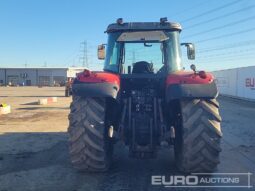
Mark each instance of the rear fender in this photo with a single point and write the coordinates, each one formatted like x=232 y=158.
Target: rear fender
x=96 y=84
x=181 y=85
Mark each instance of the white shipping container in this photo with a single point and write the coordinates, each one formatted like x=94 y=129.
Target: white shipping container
x=237 y=82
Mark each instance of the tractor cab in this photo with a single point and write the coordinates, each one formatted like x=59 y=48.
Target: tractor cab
x=143 y=48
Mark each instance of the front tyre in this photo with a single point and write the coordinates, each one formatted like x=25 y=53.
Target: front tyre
x=89 y=146
x=197 y=145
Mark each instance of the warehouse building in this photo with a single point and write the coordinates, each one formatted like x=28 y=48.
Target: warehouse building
x=37 y=76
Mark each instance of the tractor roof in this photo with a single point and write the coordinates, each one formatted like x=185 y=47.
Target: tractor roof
x=143 y=26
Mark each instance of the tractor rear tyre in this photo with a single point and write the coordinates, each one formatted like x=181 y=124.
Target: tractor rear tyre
x=89 y=146
x=197 y=144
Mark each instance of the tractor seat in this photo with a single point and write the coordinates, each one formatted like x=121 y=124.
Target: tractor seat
x=143 y=67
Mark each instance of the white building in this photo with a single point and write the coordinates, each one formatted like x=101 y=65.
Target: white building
x=37 y=76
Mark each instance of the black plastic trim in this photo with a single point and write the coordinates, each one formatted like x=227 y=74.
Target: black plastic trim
x=95 y=89
x=178 y=91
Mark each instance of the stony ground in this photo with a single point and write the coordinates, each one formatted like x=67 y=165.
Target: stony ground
x=34 y=150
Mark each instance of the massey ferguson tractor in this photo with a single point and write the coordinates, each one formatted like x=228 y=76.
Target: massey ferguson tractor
x=145 y=99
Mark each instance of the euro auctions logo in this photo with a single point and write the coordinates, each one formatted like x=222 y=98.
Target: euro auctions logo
x=206 y=180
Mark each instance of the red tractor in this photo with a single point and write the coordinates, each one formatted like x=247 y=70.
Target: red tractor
x=145 y=99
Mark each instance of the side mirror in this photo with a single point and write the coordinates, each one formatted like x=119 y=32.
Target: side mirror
x=101 y=52
x=190 y=50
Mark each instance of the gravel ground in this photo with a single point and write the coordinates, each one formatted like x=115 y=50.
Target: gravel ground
x=34 y=151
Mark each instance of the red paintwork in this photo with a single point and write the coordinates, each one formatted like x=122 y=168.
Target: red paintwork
x=182 y=77
x=98 y=77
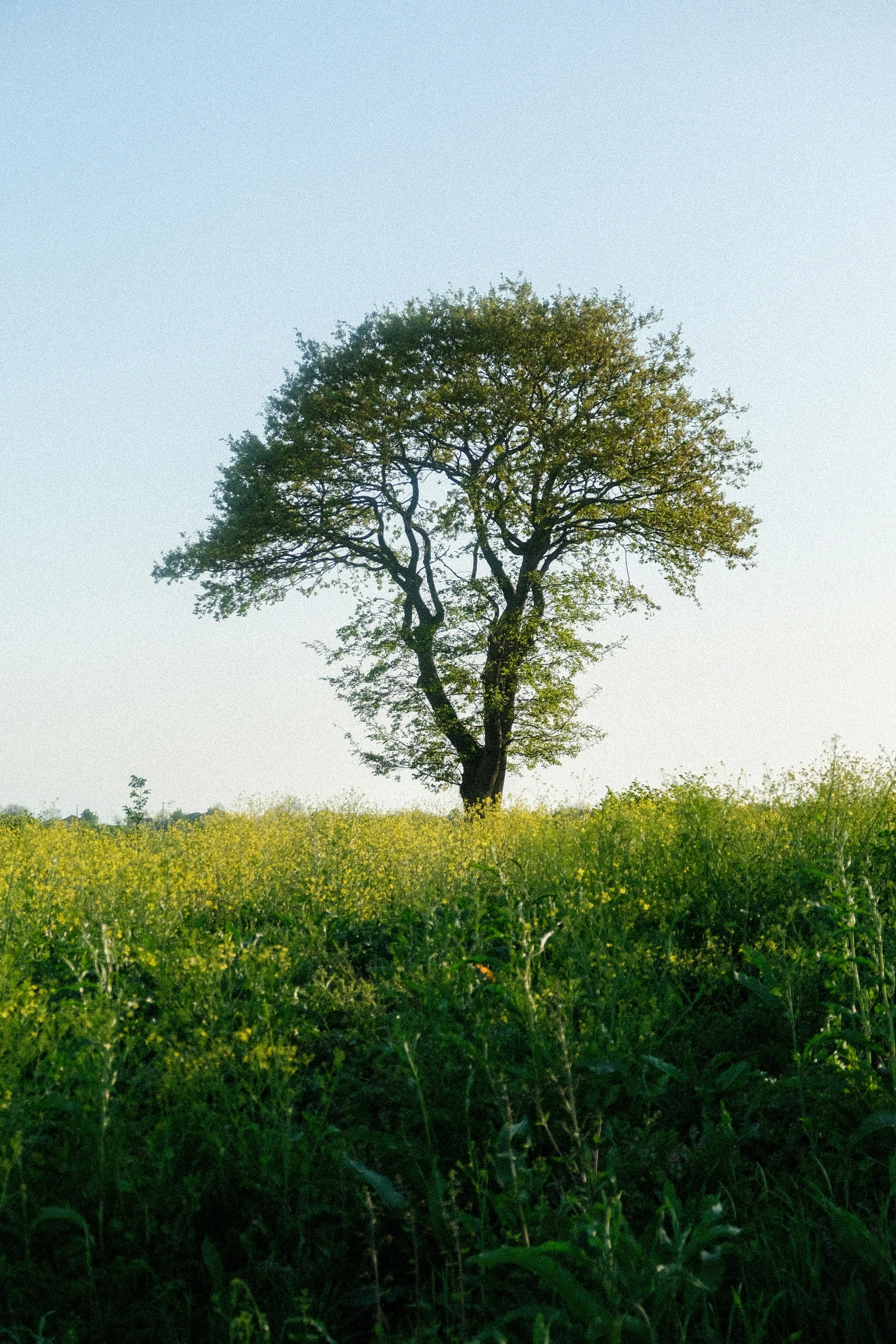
● ● ● ● ● ● ●
From the line holding "Target: side mirror" through the last line of the material above, each line should be written out exactly, both included; omit the pictures.

Target: side mirror
x=101 y=52
x=190 y=50
Mark each instance of the gravel ground in this photo with a single point and write the coordinates, each one formatted like x=115 y=50.
Target: gravel ground
x=34 y=151
Mark each instance of the red paintwork in this photo with a single point and write the coordinates, each one formatted like x=122 y=168.
Target: red paintwork
x=182 y=77
x=98 y=77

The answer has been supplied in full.